— start of Material provided —
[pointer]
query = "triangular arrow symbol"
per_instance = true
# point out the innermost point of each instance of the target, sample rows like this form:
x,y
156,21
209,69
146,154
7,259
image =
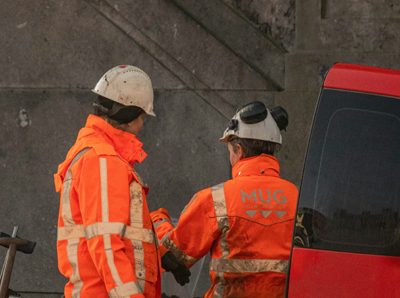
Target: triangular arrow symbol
x,y
265,213
250,212
280,213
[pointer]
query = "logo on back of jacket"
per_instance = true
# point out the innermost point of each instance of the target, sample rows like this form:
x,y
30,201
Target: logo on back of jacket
x,y
266,202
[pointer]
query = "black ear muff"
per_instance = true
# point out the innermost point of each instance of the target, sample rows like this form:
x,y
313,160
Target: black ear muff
x,y
233,125
253,112
280,116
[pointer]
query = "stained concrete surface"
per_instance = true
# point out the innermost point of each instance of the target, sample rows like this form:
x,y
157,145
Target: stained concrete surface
x,y
276,18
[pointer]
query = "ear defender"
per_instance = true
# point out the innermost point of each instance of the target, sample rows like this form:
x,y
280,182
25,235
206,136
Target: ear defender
x,y
280,116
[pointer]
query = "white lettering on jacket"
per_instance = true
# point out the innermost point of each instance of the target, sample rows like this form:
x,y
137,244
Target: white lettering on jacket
x,y
281,199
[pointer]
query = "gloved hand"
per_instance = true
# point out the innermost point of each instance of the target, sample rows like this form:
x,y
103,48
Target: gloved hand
x,y
172,264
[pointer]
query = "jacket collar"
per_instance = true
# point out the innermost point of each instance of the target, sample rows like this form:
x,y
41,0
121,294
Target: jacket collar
x,y
262,165
125,144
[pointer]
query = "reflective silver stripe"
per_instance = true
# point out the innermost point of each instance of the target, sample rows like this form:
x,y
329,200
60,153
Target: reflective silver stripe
x,y
171,246
64,233
125,290
110,260
161,222
104,215
136,212
249,266
140,234
101,228
165,237
218,195
66,212
68,231
72,252
104,189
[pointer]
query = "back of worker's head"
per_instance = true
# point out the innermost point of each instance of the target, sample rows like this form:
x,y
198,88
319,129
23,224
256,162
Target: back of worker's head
x,y
256,129
124,93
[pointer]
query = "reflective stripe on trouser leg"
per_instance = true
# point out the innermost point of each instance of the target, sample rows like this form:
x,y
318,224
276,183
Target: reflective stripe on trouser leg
x,y
72,252
136,212
218,196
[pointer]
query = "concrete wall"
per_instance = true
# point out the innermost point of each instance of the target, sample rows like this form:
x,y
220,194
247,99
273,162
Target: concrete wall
x,y
206,58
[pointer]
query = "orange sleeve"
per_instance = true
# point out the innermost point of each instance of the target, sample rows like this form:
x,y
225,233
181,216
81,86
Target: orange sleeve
x,y
196,231
105,207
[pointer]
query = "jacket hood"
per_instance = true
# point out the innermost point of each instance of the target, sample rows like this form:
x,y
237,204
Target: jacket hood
x,y
104,139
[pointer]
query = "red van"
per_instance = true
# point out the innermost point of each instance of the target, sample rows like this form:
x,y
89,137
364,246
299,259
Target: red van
x,y
347,230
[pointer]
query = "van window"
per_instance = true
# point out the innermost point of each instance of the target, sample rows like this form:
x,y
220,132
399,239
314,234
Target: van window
x,y
350,194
— end of Material provided —
Instructions to follow:
Reproduce every record above exactly, omitting the pictures.

Complete output:
[pointer]
query = "triangular arrow symbol"
per_instance = true
# point out the innermost point of each instance of the target, sample rows like this form:
x,y
156,21
209,69
146,154
7,259
image =
Target: triangular arrow symbol
x,y
265,213
250,212
280,213
[pointer]
query = "logo on back of jacket"
per_instance = true
# point out the innermost point of each instance of the target, sample rows like this form:
x,y
30,201
Target: logo on back of jacket
x,y
266,202
[pointer]
query = "black ear muff"
per_instance = true
# point out the innermost point of each instance of the target, sample rows like this form:
x,y
313,160
Target: black ear muff
x,y
233,125
253,112
280,116
[pointer]
query = "stained concrete surface"
per_instance = true
# point out the innermost point of each instance of the target, sample rows like this form:
x,y
157,145
Target: stained concrete surface
x,y
276,18
[pointer]
query = "ear defender"
per_instance = true
# point out the innermost point of each instance of the target, sample rows like this form:
x,y
280,182
25,235
206,136
Target: ear defender
x,y
280,116
[pointer]
query = "white lettering on jacket"
per_instance = true
# point out the innermost point of each instance of the target, sample rows like this form:
x,y
137,244
Target: white lettering on jacket
x,y
281,199
[pointer]
query = "gloved hand"
per_instance = true
# point out the innermost point of each instance of the target, sample rows like this form:
x,y
103,48
Target: gloved hand
x,y
172,264
[pointer]
query = "jacket collar"
per_instance = true
# point out the innermost point of each instance of the target, sample rows like this form:
x,y
41,0
121,294
Target: jacket collar
x,y
262,165
125,144
[pointer]
query = "reflective silver stripe"
per_instance = true
# point out the innermost point of each instance of the target, sample rows like this form:
x,y
329,200
60,153
Target: reflective silver stripe
x,y
171,246
64,233
125,290
110,260
161,222
104,215
136,212
249,266
140,234
101,228
165,237
218,195
66,212
68,231
72,252
104,189
[pointer]
query = "back of worker's head"
per_instance = true
# point out the innermost point of each instance of the target, sample rows like this form:
x,y
198,88
319,129
23,224
256,162
Target: back of worker's head
x,y
256,129
124,93
[pointer]
query = "reflective stripe on trouser leg"
per_instance = true
# point out the innermost point of each instance of the target, sample rows like this form:
x,y
318,224
276,183
Target: reflective stripe on trouser leg
x,y
72,252
136,212
218,196
[pointer]
query = "concrete wall"
per_instance = true
# point out the innermost point of each instance of the target, sample rows like this form:
x,y
220,194
247,99
273,162
Target: concrete wall
x,y
206,58
[pointer]
query = "orange sleeve"
per_instance = true
# point out the innermost point of each instance of the target, sample rows like this form:
x,y
225,233
181,216
81,86
Target: orange sleeve
x,y
196,231
105,207
[pointer]
query = "jacket hood"
per_instance = true
# point out the innermost point of each instance of the target, sample rows like this form:
x,y
237,204
Target: jacket hood
x,y
104,139
[pointer]
query = "red van"
per_instance = true
# point out the innermost point of each instance of the target, sample rows like this form:
x,y
89,137
364,246
299,259
Target: red van
x,y
347,230
[pointer]
query = "van window"
per_instance = true
# point out the innermost point of each instance of the target, sample rows like this form:
x,y
220,132
399,239
314,234
Target: van window
x,y
350,194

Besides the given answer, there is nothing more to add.